Este estudo não pretendeu de forma alguma esgotar o tema, que possui ainda diversos questionamentos referentes aos vários aspectos desta relação jurídica tributária de qualificação ou desqualificação dos atos de planejamento tributário realizados pelo contribuinte. Algumas considerações, porém, ficam registradas para iniciar uma reflexão sobre o assunto:

1.A necessidade de uma arrecadação de tributos cada vez mais eficaz, para não dizer voraz, leva o Fisco a aperfeiçoar as regras de fiscalização e arrecadação, aderindo aos institutos já desenvolvidos e aplicados no direito comparado.

2. Por outro lado o contribuinte, muitas vezes para a sobrevivência de seu próprio negócio, busca formas de impedir, reduzir ou retardar a imposição tributária mediante a organização e o planejamento dos seus débitos.

3.Esta forma adotada pelo contribuinte pode assumir posições diferenciadas e tomar o caráter de licitude, denominando-se elisão fiscal se preceder ao fato gerador da obrigação tributária, for realizada por meio de formas permitidas ou não defesas em lei e se constituir em ato próprio da finalidade negocial. Será, porém, considerada ilícita e denominada evasão fiscal se for aplicada após a ocorrência do fato gerador e se visar exclusivamente a ocultação daquele fato sujeito à imposição tributária.

4.O Código Tributário Nacional prevê a hipótese de se desconsiderar o planejamento tributário viciado, conforme disposto nos artigos 149, VII e IX, 150, § 4.º, parágrafo único do artigo 154, 155, I, parágrafo único do artigo 185, evitando que o sujeito passivo seja beneficiado ao agir de forma ilícita, com dolo, fraude ou simulação e permitindo a revisão do lançamento já efetuado, impedindo a sua homologação quando desta forma for previsto o lançamento, afastando a moratória para impor as penalidades cabíveis ou considerando fraudulenta a alienação de bens depois de inscrito o crédito tributário na dívida ativa e iniciada a execução, tudo conforme seja a forma ilícita adotada.

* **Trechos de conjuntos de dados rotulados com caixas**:
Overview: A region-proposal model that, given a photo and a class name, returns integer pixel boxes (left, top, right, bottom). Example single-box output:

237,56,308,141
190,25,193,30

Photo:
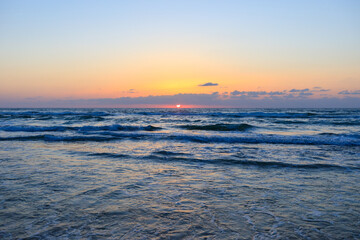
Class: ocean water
0,109,360,239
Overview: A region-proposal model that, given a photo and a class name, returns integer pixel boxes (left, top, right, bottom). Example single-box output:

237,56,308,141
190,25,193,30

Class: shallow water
0,109,360,239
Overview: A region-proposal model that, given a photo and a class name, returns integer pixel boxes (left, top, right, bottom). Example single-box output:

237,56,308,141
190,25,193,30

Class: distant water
0,109,360,239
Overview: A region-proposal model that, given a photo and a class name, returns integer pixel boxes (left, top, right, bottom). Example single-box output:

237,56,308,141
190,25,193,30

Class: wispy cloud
339,90,360,95
0,88,360,108
198,82,219,87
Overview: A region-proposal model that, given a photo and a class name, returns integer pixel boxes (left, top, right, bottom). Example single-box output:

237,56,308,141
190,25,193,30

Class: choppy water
0,109,360,239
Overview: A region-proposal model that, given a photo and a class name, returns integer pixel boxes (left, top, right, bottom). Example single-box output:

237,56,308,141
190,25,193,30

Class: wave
135,111,360,119
0,131,360,146
144,152,360,170
179,123,254,131
0,111,111,117
0,124,161,132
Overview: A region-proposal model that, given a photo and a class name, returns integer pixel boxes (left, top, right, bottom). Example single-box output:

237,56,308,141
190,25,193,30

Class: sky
0,0,360,107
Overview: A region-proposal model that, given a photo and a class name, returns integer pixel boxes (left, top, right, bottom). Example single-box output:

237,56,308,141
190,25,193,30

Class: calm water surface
0,109,360,239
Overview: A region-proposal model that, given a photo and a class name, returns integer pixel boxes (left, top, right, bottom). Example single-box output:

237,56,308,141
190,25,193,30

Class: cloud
339,90,360,95
230,90,286,98
289,88,310,93
311,87,330,92
198,82,219,87
0,89,360,108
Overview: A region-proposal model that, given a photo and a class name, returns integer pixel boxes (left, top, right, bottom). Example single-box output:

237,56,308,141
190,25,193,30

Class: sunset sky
0,0,360,107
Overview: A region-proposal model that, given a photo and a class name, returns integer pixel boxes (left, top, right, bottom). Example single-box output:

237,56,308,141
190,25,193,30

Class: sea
0,108,360,239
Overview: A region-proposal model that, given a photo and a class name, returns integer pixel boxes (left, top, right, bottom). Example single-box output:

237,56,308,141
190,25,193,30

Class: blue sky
0,0,360,107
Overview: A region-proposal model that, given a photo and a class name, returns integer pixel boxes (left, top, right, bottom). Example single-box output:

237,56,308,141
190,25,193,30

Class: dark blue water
0,109,360,239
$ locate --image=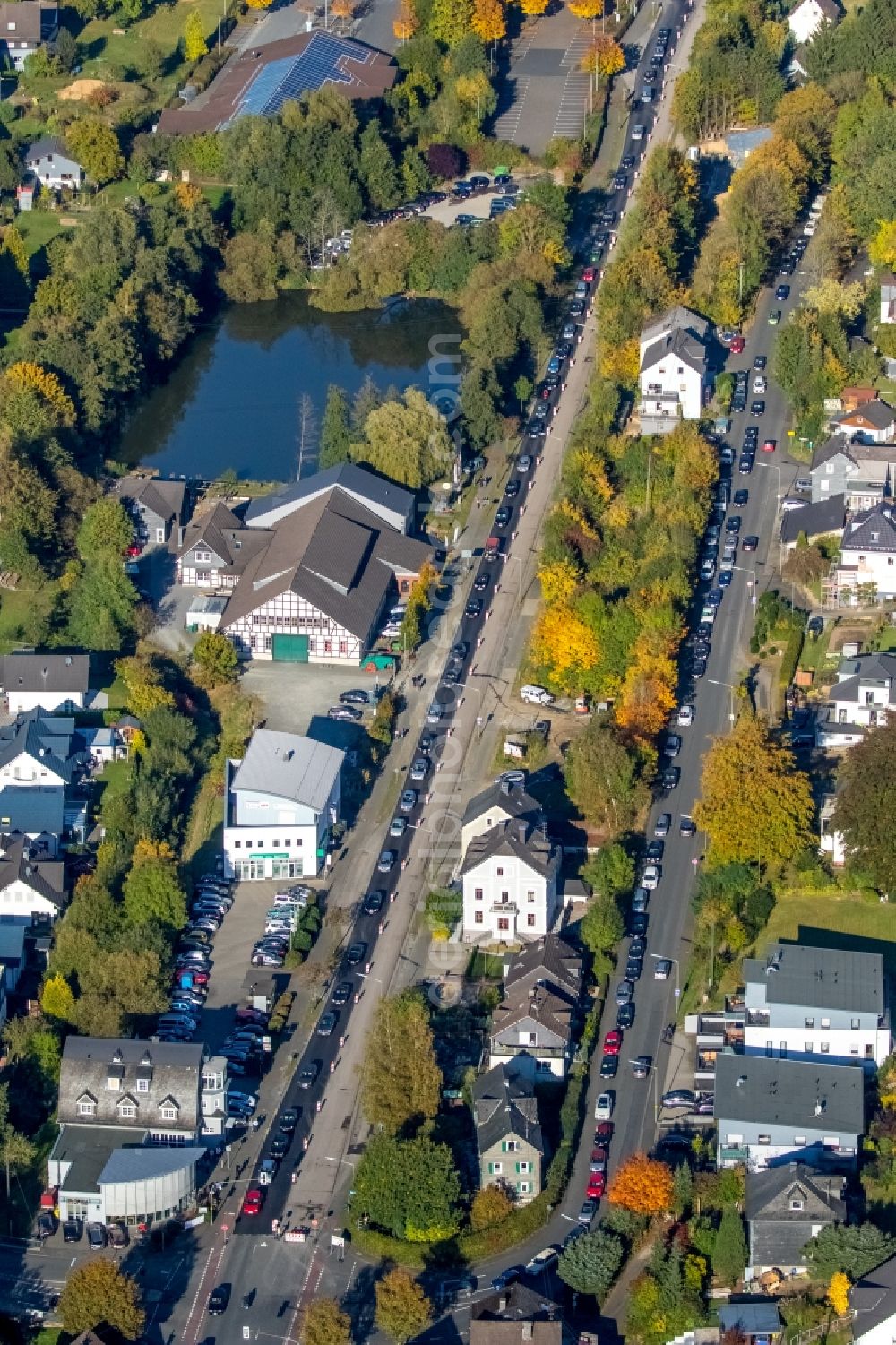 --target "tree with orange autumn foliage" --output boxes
[471,0,507,42]
[531,602,599,692]
[607,1154,673,1214]
[392,0,419,42]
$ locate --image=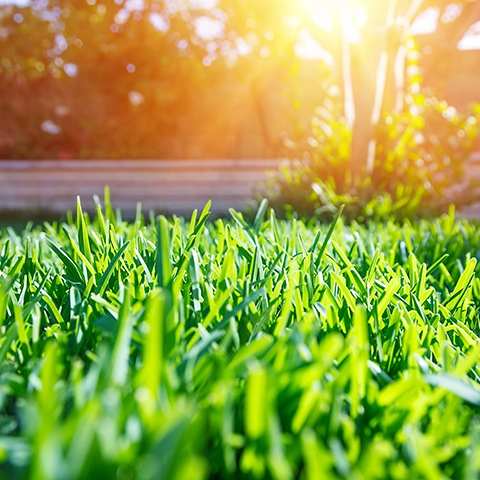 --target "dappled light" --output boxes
[0,0,480,480]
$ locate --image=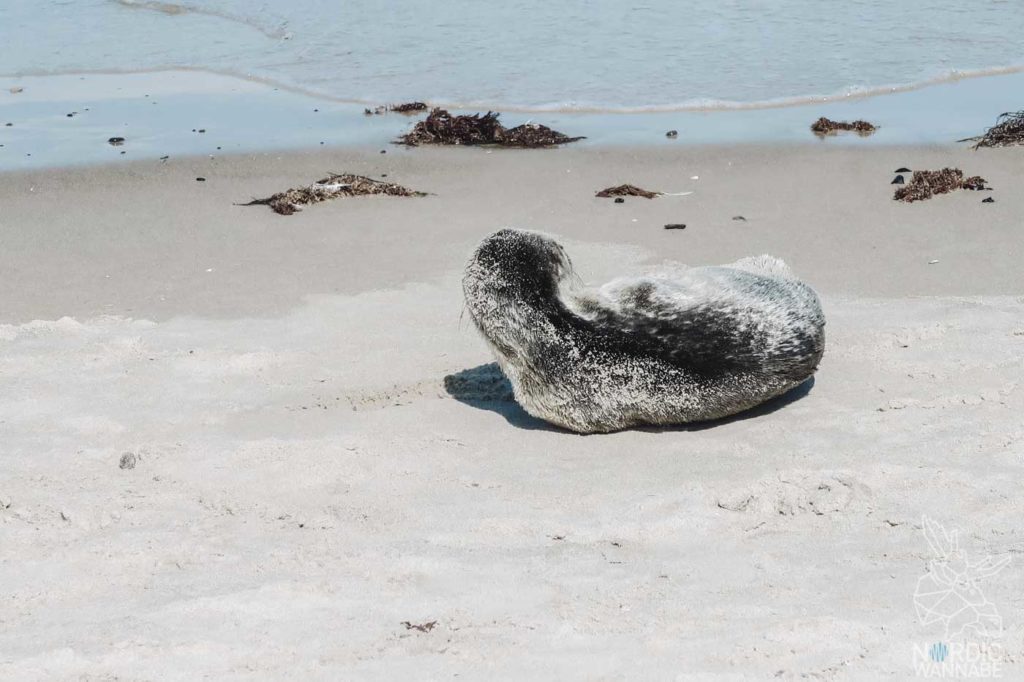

* **Exercícios**:
(a) Transcreva sem nenhuma alteração o trecho do texto sobre planejamento tributário que começa em "3.Esta forma adotada" e termina em "à imposição tributária.".
(b) De acordo com o texto sobre planejamento tributário, as afirmações abaixo estão corretas? Responda sim ou não a cada uma e cite as palavras do texto que decidem a questão.
(i) A elisão fiscal acontece depois da ocorrência do fato gerador.
(ii) O contribuinte muitas vezes busca planejar seus débitos para a sobrevivência do próprio negócio.
(iii) O estudo teve a intenção de esgotar o tema.
(c) Segundo o texto sobre planejamento tributário, que nome recebe a forma ilícita aplicada após a ocorrência do fato gerador?

* **Soluções por tarefa**:
(a)
3.Esta forma adotada pelo contribuinte pode assumir posições diferenciadas e tomar o caráter de licitude, denominando-se elisão fiscal se preceder ao fato gerador da obrigação tributária, for realizada por meio de formas permitidas ou não defesas em lei e se constituir em ato próprio da finalidade negocial. Será, porém, considerada ilícita e denominada evasão fiscal se for aplicada após a ocorrência do fato gerador e se visar exclusivamente a ocultação daquele fato sujeito à imposição tributária.

(b)
(i) Não: "se preceder ao fato gerador da obrigação tributária".
(ii) Sim: "muitas vezes para a sobrevivência de seu próprio negócio".
(iii) Não: "não pretendeu de forma alguma esgotar o tema".

(c) Evasão fiscal.